- [Stored records]
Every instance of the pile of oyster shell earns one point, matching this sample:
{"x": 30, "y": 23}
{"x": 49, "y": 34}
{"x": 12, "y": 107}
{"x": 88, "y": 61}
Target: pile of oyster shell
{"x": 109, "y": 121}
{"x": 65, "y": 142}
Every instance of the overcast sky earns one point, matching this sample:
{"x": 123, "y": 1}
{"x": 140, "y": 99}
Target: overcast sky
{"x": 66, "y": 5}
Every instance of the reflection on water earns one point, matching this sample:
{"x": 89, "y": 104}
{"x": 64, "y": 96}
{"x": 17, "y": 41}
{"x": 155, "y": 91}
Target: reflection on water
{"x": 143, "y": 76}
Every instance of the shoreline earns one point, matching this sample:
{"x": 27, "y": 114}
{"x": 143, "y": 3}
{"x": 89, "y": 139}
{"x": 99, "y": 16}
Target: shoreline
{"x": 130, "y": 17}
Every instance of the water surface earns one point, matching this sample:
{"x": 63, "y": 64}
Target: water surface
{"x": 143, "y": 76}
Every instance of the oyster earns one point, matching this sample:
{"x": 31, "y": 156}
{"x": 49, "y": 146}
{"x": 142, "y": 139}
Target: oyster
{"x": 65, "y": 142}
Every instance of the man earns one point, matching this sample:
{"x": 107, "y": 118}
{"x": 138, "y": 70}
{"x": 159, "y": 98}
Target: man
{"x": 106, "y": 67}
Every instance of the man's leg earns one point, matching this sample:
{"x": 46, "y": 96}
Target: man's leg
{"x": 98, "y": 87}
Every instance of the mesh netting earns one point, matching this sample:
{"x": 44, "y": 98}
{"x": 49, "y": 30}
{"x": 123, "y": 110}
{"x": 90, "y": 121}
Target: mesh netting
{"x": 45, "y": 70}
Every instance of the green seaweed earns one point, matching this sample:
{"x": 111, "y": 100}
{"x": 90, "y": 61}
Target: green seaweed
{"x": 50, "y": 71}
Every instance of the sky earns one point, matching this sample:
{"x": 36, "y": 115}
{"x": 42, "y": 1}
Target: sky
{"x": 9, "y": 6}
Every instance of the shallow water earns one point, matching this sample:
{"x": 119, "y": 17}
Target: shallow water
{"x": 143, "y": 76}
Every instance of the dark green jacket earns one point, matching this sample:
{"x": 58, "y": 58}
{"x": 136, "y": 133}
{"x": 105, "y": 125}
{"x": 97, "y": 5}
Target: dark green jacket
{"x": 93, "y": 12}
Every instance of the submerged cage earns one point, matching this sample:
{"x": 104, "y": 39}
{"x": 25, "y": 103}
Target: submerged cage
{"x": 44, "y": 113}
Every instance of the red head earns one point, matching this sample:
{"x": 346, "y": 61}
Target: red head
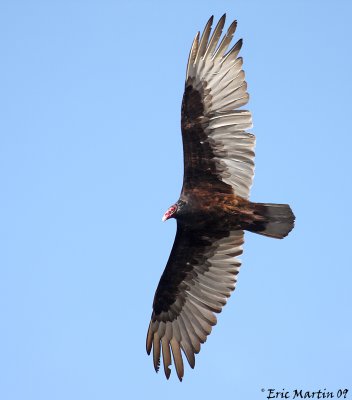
{"x": 170, "y": 213}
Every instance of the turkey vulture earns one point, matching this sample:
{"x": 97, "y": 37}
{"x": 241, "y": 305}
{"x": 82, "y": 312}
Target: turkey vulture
{"x": 213, "y": 209}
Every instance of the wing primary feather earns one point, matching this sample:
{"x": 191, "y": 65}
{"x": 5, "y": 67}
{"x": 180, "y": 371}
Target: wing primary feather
{"x": 149, "y": 340}
{"x": 192, "y": 55}
{"x": 224, "y": 44}
{"x": 176, "y": 352}
{"x": 214, "y": 40}
{"x": 204, "y": 40}
{"x": 166, "y": 356}
{"x": 156, "y": 352}
{"x": 233, "y": 52}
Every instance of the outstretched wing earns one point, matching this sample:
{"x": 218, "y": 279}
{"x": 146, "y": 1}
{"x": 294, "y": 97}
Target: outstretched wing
{"x": 200, "y": 275}
{"x": 218, "y": 152}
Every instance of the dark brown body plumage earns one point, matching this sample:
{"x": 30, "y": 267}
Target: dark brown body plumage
{"x": 214, "y": 208}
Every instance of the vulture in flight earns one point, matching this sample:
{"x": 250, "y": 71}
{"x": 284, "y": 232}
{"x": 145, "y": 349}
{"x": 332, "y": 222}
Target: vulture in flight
{"x": 213, "y": 209}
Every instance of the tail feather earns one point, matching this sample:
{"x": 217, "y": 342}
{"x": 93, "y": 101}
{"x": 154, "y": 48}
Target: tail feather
{"x": 275, "y": 220}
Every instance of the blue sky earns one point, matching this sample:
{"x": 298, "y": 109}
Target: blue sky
{"x": 91, "y": 157}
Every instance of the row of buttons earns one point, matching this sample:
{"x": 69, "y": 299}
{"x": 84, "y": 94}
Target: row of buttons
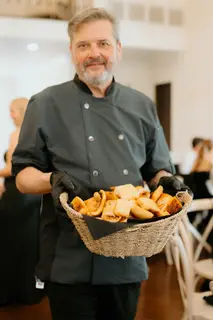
{"x": 95, "y": 173}
{"x": 92, "y": 139}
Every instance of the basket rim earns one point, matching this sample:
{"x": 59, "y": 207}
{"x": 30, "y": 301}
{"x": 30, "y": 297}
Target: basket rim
{"x": 75, "y": 213}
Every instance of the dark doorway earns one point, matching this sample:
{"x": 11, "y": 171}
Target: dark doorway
{"x": 163, "y": 103}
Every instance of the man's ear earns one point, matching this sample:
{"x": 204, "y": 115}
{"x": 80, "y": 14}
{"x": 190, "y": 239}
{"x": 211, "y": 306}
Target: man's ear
{"x": 71, "y": 52}
{"x": 119, "y": 50}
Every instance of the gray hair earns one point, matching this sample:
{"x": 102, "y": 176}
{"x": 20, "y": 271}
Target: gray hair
{"x": 90, "y": 15}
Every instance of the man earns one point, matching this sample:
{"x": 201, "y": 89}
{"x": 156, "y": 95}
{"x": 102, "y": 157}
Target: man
{"x": 81, "y": 136}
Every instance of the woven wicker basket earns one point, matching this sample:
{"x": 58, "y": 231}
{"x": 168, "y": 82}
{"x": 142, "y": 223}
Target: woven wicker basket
{"x": 140, "y": 239}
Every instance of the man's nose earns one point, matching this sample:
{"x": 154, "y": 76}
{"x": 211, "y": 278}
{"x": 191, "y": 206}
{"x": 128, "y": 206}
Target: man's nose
{"x": 94, "y": 51}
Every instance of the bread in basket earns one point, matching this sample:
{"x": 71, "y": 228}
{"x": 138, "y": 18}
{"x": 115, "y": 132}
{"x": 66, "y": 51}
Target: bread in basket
{"x": 141, "y": 227}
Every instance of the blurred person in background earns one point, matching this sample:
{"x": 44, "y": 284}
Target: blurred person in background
{"x": 19, "y": 217}
{"x": 82, "y": 136}
{"x": 188, "y": 162}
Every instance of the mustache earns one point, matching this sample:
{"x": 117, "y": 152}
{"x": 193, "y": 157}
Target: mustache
{"x": 94, "y": 60}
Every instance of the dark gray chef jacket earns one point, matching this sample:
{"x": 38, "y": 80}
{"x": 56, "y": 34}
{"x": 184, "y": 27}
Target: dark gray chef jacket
{"x": 99, "y": 142}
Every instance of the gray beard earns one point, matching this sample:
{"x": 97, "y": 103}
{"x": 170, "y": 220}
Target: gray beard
{"x": 98, "y": 81}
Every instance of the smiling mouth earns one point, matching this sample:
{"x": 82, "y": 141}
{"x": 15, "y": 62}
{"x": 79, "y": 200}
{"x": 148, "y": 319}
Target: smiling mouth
{"x": 95, "y": 65}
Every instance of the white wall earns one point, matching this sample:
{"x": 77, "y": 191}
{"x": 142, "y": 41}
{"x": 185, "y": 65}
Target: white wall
{"x": 191, "y": 75}
{"x": 8, "y": 88}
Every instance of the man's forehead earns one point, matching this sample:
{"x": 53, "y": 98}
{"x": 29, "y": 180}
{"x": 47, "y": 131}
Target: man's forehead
{"x": 93, "y": 31}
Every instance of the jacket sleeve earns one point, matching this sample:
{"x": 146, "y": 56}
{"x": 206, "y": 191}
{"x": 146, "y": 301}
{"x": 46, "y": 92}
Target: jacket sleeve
{"x": 157, "y": 151}
{"x": 31, "y": 150}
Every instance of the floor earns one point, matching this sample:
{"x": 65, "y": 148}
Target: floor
{"x": 159, "y": 300}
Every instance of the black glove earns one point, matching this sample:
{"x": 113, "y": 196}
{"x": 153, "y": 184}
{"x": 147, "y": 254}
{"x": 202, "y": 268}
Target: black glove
{"x": 60, "y": 183}
{"x": 172, "y": 185}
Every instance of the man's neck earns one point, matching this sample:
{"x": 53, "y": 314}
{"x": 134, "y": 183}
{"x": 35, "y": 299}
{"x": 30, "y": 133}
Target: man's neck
{"x": 100, "y": 91}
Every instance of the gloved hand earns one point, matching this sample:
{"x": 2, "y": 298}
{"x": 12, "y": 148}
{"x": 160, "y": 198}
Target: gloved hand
{"x": 60, "y": 183}
{"x": 172, "y": 185}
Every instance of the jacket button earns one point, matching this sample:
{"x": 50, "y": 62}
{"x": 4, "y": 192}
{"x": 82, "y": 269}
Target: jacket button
{"x": 95, "y": 173}
{"x": 121, "y": 137}
{"x": 91, "y": 138}
{"x": 125, "y": 172}
{"x": 86, "y": 106}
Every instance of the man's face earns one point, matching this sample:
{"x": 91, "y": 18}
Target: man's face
{"x": 95, "y": 52}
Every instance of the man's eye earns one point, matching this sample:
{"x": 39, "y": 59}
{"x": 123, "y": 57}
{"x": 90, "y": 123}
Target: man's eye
{"x": 104, "y": 44}
{"x": 82, "y": 46}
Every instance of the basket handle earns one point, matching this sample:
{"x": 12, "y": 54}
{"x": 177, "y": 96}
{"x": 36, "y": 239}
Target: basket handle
{"x": 133, "y": 229}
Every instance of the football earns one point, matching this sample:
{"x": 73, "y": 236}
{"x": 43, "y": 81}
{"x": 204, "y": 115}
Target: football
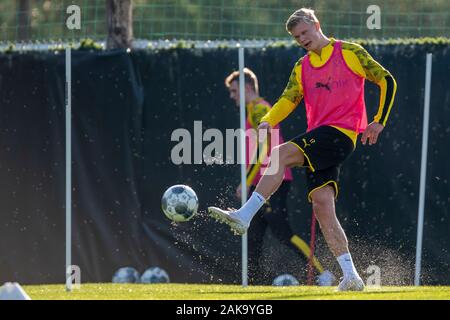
{"x": 285, "y": 280}
{"x": 179, "y": 203}
{"x": 126, "y": 275}
{"x": 155, "y": 275}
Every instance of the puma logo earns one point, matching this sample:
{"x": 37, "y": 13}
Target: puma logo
{"x": 306, "y": 144}
{"x": 322, "y": 85}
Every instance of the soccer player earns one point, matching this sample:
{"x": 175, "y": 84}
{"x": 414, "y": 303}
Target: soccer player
{"x": 274, "y": 214}
{"x": 330, "y": 78}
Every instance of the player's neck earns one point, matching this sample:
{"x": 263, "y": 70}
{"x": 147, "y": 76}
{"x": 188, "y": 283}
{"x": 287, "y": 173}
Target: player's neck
{"x": 324, "y": 41}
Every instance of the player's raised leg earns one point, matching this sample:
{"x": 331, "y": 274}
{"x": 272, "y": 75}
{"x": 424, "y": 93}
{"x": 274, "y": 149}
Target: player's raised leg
{"x": 282, "y": 156}
{"x": 324, "y": 209}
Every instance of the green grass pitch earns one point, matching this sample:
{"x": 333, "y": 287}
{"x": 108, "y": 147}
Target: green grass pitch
{"x": 109, "y": 291}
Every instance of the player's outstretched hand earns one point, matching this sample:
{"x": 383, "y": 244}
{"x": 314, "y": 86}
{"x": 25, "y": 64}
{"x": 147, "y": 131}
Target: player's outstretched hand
{"x": 371, "y": 133}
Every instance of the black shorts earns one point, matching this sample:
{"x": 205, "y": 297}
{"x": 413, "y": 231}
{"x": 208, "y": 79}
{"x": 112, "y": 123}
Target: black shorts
{"x": 324, "y": 148}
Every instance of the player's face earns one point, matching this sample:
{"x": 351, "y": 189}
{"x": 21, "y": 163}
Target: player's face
{"x": 307, "y": 35}
{"x": 234, "y": 92}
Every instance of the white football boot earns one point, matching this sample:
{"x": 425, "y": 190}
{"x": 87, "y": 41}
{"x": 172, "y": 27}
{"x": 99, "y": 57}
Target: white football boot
{"x": 236, "y": 224}
{"x": 352, "y": 283}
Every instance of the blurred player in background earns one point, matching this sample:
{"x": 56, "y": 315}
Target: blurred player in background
{"x": 273, "y": 214}
{"x": 330, "y": 77}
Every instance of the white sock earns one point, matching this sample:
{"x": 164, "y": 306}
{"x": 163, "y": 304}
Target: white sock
{"x": 251, "y": 207}
{"x": 347, "y": 266}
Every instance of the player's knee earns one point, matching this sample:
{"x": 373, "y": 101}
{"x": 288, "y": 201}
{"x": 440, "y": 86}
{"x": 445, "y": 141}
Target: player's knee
{"x": 323, "y": 199}
{"x": 288, "y": 154}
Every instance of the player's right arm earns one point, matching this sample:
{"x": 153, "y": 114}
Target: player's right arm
{"x": 290, "y": 98}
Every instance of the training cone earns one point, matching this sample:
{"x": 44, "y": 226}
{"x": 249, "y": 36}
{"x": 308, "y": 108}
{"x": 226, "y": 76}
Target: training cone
{"x": 13, "y": 291}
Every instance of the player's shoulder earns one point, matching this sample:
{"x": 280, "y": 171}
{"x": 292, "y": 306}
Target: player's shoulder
{"x": 300, "y": 60}
{"x": 262, "y": 105}
{"x": 354, "y": 47}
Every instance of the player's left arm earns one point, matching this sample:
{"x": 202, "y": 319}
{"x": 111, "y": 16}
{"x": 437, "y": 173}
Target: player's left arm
{"x": 373, "y": 71}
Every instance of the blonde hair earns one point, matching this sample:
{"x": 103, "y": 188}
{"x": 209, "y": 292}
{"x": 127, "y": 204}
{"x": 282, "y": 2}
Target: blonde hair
{"x": 249, "y": 76}
{"x": 301, "y": 15}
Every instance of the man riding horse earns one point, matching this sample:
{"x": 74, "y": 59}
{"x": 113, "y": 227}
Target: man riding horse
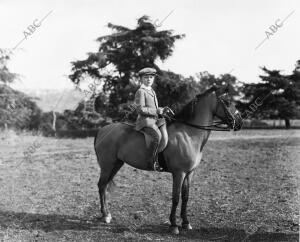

- [Stated task] Locate each line in the records above that contains the word "flight" and copy those lines out. Treat uppercase and lowercase as different.

- [Exercise response]
Every instance of the vulture in flight earns one point, matching this sample:
Target: vulture in flight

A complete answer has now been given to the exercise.